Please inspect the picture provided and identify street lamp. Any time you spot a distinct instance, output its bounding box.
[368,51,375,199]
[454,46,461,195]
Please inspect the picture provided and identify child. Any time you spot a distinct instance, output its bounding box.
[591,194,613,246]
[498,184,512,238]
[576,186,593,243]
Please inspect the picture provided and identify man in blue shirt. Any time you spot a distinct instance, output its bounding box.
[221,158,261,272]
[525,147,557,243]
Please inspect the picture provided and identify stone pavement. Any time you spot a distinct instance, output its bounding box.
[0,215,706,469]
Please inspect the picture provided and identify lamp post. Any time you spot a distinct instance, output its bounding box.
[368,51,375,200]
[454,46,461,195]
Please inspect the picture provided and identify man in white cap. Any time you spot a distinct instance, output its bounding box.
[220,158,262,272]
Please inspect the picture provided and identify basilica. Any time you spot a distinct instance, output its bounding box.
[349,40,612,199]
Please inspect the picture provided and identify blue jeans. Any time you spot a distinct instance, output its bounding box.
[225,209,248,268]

§ **What you need to do**: Reproduce each of the records above verbatim, keeping their order and line breaks unchanged.

§ **Exercise output**:
Please inspect the picture provided and identify street lamp. Any time you spot a distinct instance, output its bounding box.
[368,51,375,199]
[454,46,461,195]
Please inspect the picture provided and identify child. Any time you spot a distinct instance, output its bounding box.
[591,194,613,246]
[498,184,512,238]
[576,186,593,243]
Please inspect the picture provided and identify man in blue shirt. Any time you spot a distinct instance, output its bounding box.
[221,158,261,272]
[525,147,557,243]
Please inspect the picture provided and identify stone pavement. Any time you spot a distinct instance, output its bounding box.
[0,215,706,469]
Please inspect the picture provided and identify lamp post. Any time you spot a distinct instance, output its bounding box.
[368,51,375,200]
[454,46,461,195]
Please inspect the picture provided and identify man in white cap. Any time you spot a distinct instance, output its bounding box.
[220,158,262,272]
Please inspect the picture provided and identify basilica. Any time you spot a distinct instance, output its bounding box.
[349,40,612,199]
Please inspect the picture provided and identify blue jeans. Any time you spot a distinct instance, output its bounding box.
[225,209,248,268]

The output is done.